## DOCUMENT
::::::::

As I mentioned in the closing of the last chapter, there was a delightful surprise awaiting us in Conover Cove, one of the most popular destinations of the Gulf Island. But before we go there I want to open this chapter with a look at the indigenous people of this area as represented by this artwork I photographed on the Alaska-Marine Highway.
The Hul'qumi'num people of southeastern Vancouver Island, the Gulf Islands and the lower Fraser River are made up of six First Nations: Cowichan, Chemainus, Penelakut, Lyackson, Halalt and Lake Cowichan. They are a Coast Salish people who have lived in, travelled and fished the waterways of the Strait of Georgia and the lower Fraser River for thousands of years. The way of life for the Hul'qumi'num people is rooted in the land. Traditionally, extended families lived together in longhouses. Settled in many villages with populations between one hundred and several thousand people. Each longhouse sheltered extended families, including grandparents and other relatives, all of whom had their own designated space. The Northwest Coast is rich in Salish ancestors' heritage. Over 1,000 archaeological heritage sites have been recorded on southeastern Vancouver Island and the Gulf Islands some date back over 5,000 years, contemporary to the Old Kingdom of Egypt. Many other heritage sites have not yet been dated or recorded.

::::::::

[Saved data entries]
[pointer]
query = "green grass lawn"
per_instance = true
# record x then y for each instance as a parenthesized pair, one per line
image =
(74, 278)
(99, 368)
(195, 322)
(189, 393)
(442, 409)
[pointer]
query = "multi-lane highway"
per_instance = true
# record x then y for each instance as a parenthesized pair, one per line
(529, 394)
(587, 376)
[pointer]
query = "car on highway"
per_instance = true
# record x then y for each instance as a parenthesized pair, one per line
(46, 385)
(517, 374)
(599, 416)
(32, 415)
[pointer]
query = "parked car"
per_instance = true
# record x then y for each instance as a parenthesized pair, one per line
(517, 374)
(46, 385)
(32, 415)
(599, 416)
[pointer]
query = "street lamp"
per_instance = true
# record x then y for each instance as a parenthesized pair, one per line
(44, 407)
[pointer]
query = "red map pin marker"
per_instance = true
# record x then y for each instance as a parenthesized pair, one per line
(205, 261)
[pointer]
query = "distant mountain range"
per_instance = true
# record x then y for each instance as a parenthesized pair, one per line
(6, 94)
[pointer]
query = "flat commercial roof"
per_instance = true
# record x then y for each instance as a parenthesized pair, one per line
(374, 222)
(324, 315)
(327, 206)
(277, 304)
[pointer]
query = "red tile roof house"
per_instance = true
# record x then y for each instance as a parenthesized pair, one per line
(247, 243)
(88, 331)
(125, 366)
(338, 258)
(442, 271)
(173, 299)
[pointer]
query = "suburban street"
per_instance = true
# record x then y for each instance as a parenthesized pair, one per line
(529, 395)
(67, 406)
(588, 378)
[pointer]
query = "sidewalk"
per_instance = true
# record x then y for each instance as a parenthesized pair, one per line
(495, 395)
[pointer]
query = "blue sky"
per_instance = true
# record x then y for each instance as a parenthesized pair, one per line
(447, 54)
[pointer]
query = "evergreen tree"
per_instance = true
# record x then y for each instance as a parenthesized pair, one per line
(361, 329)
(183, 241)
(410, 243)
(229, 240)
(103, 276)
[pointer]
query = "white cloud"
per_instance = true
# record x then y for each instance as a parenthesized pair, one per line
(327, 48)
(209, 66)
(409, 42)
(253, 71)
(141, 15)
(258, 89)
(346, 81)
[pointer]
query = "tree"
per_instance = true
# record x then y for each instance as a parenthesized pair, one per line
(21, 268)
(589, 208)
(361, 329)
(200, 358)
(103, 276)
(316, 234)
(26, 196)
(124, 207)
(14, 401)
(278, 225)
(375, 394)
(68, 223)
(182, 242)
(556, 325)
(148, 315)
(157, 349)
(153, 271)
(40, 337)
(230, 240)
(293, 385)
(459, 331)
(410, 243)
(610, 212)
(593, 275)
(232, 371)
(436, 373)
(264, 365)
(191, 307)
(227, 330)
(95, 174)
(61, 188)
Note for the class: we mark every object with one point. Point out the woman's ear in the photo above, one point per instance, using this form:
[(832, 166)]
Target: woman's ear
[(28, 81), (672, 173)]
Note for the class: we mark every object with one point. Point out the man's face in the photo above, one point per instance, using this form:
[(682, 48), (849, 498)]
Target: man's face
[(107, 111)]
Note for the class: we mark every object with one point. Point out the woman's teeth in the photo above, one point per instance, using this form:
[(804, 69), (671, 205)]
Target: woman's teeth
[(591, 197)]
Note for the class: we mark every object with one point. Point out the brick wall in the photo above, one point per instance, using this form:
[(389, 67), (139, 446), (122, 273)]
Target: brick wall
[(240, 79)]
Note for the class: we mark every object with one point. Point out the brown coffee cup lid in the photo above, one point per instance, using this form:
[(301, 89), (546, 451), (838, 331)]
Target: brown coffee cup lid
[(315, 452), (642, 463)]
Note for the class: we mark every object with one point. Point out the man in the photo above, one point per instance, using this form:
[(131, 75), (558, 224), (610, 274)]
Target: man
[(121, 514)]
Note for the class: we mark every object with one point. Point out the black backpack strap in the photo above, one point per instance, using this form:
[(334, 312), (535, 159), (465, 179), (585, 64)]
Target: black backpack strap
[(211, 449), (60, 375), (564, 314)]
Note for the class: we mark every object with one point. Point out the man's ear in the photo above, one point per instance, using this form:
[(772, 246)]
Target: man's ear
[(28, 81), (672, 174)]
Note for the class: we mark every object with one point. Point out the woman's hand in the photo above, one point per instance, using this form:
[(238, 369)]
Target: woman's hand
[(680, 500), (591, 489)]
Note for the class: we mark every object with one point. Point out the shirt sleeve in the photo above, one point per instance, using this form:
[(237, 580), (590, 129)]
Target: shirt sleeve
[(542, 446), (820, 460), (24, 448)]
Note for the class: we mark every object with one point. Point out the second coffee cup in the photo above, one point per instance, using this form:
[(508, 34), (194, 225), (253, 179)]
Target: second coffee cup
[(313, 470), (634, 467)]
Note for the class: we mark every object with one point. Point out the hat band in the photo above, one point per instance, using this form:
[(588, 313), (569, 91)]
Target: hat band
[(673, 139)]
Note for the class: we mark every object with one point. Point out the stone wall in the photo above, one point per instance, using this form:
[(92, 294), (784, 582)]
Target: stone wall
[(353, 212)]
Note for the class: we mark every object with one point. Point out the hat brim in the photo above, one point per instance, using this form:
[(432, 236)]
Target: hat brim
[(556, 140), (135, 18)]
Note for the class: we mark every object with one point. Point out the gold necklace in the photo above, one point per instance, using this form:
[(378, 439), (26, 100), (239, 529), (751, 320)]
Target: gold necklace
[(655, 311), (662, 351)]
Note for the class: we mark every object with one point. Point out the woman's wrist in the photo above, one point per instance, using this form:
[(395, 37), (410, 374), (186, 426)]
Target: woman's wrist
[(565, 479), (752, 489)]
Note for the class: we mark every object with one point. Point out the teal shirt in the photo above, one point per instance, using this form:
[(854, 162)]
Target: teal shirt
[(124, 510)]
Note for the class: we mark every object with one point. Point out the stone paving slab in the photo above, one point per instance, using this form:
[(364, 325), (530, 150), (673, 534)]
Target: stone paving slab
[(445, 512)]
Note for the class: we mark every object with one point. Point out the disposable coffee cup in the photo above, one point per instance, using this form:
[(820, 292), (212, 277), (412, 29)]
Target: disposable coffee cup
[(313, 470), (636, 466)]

::::::::

## PROBLEM A
According to the passage, how many First Nations make up the Hul'qumi'num people?
## PROBLEM B
Shift the entries from the line holding "the woman's hand" through the line holding "[(680, 500), (591, 489)]", inclusive, by adding -28 to every coordinate in the answer points. Reproduce those lines, requests included, and nothing else.
The passage and the saved data entries are unrelated material.

## EXERCISE OUTPUT A
Six

## EXERCISE OUTPUT B
Note for the class: we mark every object with one point. Point out the woman's hand in the photo above, one point per instance, using this form:
[(238, 369)]
Target: woman's hand
[(652, 472), (563, 461)]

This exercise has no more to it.